====== Material provided ======

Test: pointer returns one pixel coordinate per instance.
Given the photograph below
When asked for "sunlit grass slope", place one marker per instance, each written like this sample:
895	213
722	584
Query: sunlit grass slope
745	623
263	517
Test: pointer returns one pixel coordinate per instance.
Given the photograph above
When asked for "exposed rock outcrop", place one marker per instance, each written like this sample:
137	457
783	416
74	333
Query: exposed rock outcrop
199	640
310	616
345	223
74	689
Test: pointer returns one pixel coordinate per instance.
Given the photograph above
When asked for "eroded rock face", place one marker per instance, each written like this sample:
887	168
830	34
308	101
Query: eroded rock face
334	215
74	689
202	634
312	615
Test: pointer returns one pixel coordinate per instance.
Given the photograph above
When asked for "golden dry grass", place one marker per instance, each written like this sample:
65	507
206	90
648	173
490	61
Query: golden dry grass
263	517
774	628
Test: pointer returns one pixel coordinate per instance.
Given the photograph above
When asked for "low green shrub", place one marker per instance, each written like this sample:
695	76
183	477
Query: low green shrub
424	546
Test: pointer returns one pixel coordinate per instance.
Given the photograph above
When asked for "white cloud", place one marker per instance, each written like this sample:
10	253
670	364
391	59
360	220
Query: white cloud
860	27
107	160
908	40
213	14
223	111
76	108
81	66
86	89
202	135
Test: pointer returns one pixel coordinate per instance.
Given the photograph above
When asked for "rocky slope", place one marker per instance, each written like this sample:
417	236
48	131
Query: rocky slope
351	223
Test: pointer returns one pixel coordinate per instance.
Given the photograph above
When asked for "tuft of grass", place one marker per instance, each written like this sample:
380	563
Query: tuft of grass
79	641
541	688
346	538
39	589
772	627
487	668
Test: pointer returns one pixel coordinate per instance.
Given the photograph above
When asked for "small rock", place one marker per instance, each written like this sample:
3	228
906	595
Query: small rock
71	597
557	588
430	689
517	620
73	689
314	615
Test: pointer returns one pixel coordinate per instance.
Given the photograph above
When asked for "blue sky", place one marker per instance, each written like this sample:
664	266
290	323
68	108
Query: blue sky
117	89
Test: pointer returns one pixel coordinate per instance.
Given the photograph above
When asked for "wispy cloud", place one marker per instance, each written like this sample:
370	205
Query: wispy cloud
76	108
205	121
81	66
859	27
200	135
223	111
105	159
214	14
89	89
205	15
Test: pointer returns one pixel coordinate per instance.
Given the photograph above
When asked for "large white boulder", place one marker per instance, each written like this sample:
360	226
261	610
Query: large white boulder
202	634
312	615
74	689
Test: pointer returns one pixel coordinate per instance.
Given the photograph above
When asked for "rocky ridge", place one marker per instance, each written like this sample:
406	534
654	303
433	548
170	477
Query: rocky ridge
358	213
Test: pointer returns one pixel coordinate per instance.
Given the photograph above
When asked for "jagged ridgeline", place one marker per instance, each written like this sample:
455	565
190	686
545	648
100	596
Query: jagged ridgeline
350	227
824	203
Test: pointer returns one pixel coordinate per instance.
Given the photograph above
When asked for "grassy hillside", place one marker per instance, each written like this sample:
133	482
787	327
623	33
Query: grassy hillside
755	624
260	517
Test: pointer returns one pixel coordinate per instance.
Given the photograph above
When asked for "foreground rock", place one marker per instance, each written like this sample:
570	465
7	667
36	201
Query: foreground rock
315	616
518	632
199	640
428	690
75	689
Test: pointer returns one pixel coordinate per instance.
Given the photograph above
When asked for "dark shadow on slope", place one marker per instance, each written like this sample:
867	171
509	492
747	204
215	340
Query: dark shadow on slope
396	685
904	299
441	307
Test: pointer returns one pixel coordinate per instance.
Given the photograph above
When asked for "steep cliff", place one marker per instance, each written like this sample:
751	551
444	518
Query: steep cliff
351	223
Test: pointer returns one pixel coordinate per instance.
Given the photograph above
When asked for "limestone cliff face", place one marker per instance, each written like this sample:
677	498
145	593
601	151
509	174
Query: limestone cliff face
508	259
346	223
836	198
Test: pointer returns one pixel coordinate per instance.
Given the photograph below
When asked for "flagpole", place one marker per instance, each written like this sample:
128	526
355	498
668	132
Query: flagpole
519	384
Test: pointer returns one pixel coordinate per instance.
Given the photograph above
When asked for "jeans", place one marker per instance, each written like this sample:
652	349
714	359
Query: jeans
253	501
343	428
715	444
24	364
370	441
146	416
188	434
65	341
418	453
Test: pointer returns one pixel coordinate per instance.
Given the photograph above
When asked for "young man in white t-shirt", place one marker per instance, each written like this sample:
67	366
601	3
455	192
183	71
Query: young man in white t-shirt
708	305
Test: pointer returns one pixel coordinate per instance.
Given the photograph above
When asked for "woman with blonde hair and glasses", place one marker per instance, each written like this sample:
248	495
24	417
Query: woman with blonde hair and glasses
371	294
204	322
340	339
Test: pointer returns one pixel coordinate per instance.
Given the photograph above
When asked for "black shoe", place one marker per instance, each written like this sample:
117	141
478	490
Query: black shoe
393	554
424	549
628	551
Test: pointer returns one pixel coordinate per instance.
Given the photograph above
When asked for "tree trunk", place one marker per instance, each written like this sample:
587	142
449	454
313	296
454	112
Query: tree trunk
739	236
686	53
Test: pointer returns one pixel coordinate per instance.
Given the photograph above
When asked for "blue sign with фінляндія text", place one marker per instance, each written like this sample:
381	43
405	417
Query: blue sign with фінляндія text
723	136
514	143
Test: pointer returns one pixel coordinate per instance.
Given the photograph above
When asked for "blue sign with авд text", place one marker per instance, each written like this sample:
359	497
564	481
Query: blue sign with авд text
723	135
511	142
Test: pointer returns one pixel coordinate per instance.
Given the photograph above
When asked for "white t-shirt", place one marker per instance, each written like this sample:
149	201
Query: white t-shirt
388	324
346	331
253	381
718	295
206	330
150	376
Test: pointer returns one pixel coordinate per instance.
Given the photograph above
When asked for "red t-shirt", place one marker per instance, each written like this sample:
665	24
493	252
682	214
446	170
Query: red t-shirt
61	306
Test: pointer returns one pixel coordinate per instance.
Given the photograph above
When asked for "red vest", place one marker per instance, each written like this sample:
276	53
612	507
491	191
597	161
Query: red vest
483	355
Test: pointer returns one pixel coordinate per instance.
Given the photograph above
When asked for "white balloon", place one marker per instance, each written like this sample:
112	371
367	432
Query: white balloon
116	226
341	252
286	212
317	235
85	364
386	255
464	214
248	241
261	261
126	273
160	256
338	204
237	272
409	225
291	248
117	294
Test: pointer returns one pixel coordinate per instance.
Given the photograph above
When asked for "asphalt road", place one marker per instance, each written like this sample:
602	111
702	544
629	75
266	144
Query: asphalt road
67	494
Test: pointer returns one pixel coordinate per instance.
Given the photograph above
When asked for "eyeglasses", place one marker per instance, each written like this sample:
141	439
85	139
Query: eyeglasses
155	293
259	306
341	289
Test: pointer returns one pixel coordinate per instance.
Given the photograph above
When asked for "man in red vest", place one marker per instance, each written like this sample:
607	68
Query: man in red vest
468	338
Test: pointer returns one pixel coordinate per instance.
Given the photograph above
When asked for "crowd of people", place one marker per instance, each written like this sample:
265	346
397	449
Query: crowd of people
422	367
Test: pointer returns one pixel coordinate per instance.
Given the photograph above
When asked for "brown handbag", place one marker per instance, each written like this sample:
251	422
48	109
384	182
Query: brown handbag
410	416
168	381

======

_Your task_. Above are the records; copy all of them exactly.

_Answer to the task_.
Test: pointer returns one pixel coordinate per instance.
Given the photograph below
When asked for "sunlit grass slope", place one marker per instance, each written like this sample:
895	213
722	584
Query: sunlit grass slope
745	623
263	517
Test: pointer returns one pixel coordinate per instance.
Given the photograph above
When asked for "exposed rock outcrop", place one marker per instance, each written like this sample:
137	457
783	416
74	333
Query: exposed rock outcrop
199	640
310	616
345	223
74	689
Test: pointer returns one pixel coordinate per instance.
Given the photograph above
When asked for "eroded rock face", place one marker per instance, each written like this sample:
887	168
830	34
308	101
Query: eroded rock face
334	215
74	689
202	634
312	615
Test: pointer returns one pixel coordinate per instance.
Given the photograph above
When asked for "golden dry grass", place one marker per instance, each written like this sample:
65	507
206	90
648	173
490	61
Query: golden dry grass
263	517
774	628
Test: pointer returns one pixel coordinate per instance.
Given the photograph above
When asked for "low green shrub", place one marker per instance, each written like this sample:
695	76
183	477
Query: low green shrub
424	546
Test: pointer returns one pixel coordinate per instance.
Given the photograph above
When asked for "white cloud", place one marker per instance, each written like this sample:
10	253
670	364
391	59
360	220
Query: white cloud
860	27
107	160
908	40
213	14
223	111
76	108
81	66
86	89
202	135
Test: pointer returns one pixel coordinate per instance.
Given the photograph above
When asked for "rocky slope", place one marker per instance, each written like this sample:
417	236
48	131
Query: rocky slope
351	223
Test: pointer returns one pixel coordinate per instance.
Given the photograph above
When asked for "tuft of grass", place one marker per instance, each written like this sample:
380	563
Query: tuft of grass
79	641
541	688
346	538
39	589
772	627
487	668
Test: pointer returns one pixel coordinate per instance.
Given the photograph above
When asked for "small rock", place one marker per instance, each written like this sample:
3	228
906	595
Query: small rock
71	597
557	588
430	689
517	620
73	689
314	615
Test: pointer returns one pixel coordinate per instance.
Given the photograph above
When asked for "blue sky", place one marker per instance, each written like this sample:
664	266
290	323
68	108
Query: blue sky
117	89
Test: pointer returns one pixel coordinate per instance.
Given the photograph above
When asked for "wispy cloud", place one marker per instance, each written like this sample:
370	205
Query: wispy cloud
76	108
205	121
81	66
859	27
200	135
223	111
105	159
214	14
89	89
205	15
Test: pointer returns one pixel coordinate per instance.
Given the photograph above
When asked for "large white boulder", place one marker per instance, each written like this sample:
360	226
261	610
Query: large white boulder
202	634
312	615
74	689
Test: pointer returns one pixel coordinate per instance.
Given the photograph above
When asked for "rocky ridge", place one marker per instance, each written like this sample:
406	534
654	303
433	548
170	477
Query: rocky ridge
358	213
Test: pointer returns one pixel coordinate per instance.
Given the photograph above
When asked for "jagged ridgeline", place one marker per instance, each written like this sample:
455	565
190	686
545	648
100	596
Query: jagged ridgeline
350	227
824	203
Test: pointer returns one pixel coordinate per instance.
Given the photograph above
When asked for "grassy hillside", place one marker per instance, each written like this sample:
133	482
787	327
623	33
Query: grassy hillside
755	624
260	517
Test: pointer returns one pixel coordinate per instance.
Given the photograph above
When asked for "foreground rock", place one marker per instance, each written like this sample:
570	465
7	667
36	201
Query: foreground rock
315	616
518	632
199	640
428	690
75	689
Test: pointer returns one pixel coordinate per instance.
Given the photograph above
When asked for "dark shadow on slope", place one marker per instance, each written like this sample:
867	171
509	492
747	204
215	340
Query: dark shadow on slope
396	685
904	299
441	307
Test: pointer returns one pixel coordinate per instance.
Given the photograph above
When asked for "steep cliff", place one marker per instance, each written like this sample:
751	551
444	518
Query: steep cliff
351	223
Test: pointer returns one pixel coordinate per instance.
Given the photograph above
When asked for "limestone cliff face", place one marker per instance, each written like this sample:
677	498
145	593
601	151
509	174
Query: limestone cliff face
508	259
346	223
836	198
Test: pointer returns one pixel coordinate per instance.
Given the photograph below
When asked for "flagpole", place one marker per instance, each written like this sample:
128	526
355	498
668	132
Query: flagpole
519	384
Test: pointer returns one pixel coordinate per instance.
Given the photograph above
When asked for "jeans", place one marker per instance, each written like this sample:
652	349
714	359
Query: jeans
253	501
343	428
715	444
24	364
370	441
146	416
188	434
65	341
418	453
Test: pointer returns one pixel coordinate per instance.
Given the photograph above
When asked for "young man in white t-shirt", place one marker per instance, each written like this sample:
67	366
601	3
455	192
183	71
Query: young man in white t-shirt
708	305
Test: pointer returns one pixel coordinate per instance.
Given the photograph above
When asked for "woman with blonde hair and glasses", place one marker per instance, each written like this sample:
248	495
24	417
Query: woman with blonde hair and glasses
371	294
204	322
340	339
Test: pointer returns one pixel coordinate per instance.
Given the photograph above
When asked for "black shoe", place one marker per instance, each written like this sample:
117	141
478	490
Query: black shoe
393	554
424	549
628	551
Test: pointer returns one pixel coordinate per instance.
Given the photograph above
When asked for "tree trunk", place one marker per instance, each written like this sample:
587	142
449	454
313	296
454	112
Query: tree trunk
739	236
686	53
Test: pointer returns one pixel coordinate per instance.
Given the photograph above
When asked for "blue sign with фінляндія text", place one marker per instance, each written like this sample:
381	43
405	417
Query: blue sign with фінляндія text
723	136
514	143
Test: pointer returns one pixel coordinate per instance.
Given the photograph above
When asked for "blue sign with авд text", place one marker per instance, each written like this sample:
359	497
564	481
Query: blue sign with авд text
723	135
511	142
Test: pointer returns one pixel coordinate per instance.
Given the photograph above
When asked for "white t-shirt", place one marker per instance, each written like this sample:
149	201
Query: white t-shirt
388	324
346	331
253	381
718	295
206	330
150	376
Test: pointer returns one pixel coordinate per instance.
Given the photograph above
When asked for "red t-shirt", place one marker per instance, each written like this sample:
665	24
493	252
682	214
446	170
Query: red t-shirt
61	306
Test: pointer returns one pixel coordinate per instance.
Given the photograph above
When asked for "red vest", place one marker per instance, each written like this sample:
276	53
612	507
491	191
597	161
Query: red vest
483	355
Test: pointer returns one pixel coordinate per instance.
Given the photograph above
When asked for "white balloon", place one marker per instance, each written like this sample:
112	371
367	432
Query: white balloon
116	226
341	252
286	212
317	235
85	364
386	255
464	214
248	241
261	261
126	273
160	256
338	204
237	272
409	225
291	248
117	294
Test: pointer returns one pixel coordinate per instance.
Given the photograph above
When asked for "asphalt road", place one marker per instance, each written like this sample:
602	111
702	544
629	75
266	144
Query: asphalt road
67	494
Test: pointer returns one pixel coordinate per instance.
Given the photograph above
When asked for "eyeglasses", place one marker per instance, each written like this sample:
141	439
85	139
Query: eyeglasses
155	293
259	306
341	289
Test: pointer returns one pixel coordinate per instance.
Given the photograph above
When asked for "man in red vest", place one marker per instance, each written like this sample:
607	68
Query: man in red vest
468	338
Test: pointer returns one pixel coordinate per instance.
Given the photograph above
When asked for "crowd of people", place one marker per instance, each written like this sample:
265	346
397	449
Query: crowd of people
422	367
Test: pointer returns one pixel coordinate per instance.
Given the photograph above
When asked for "brown handbag", place one marker per instance, each written like this sample:
251	422
48	109
384	182
Query: brown handbag
410	416
168	381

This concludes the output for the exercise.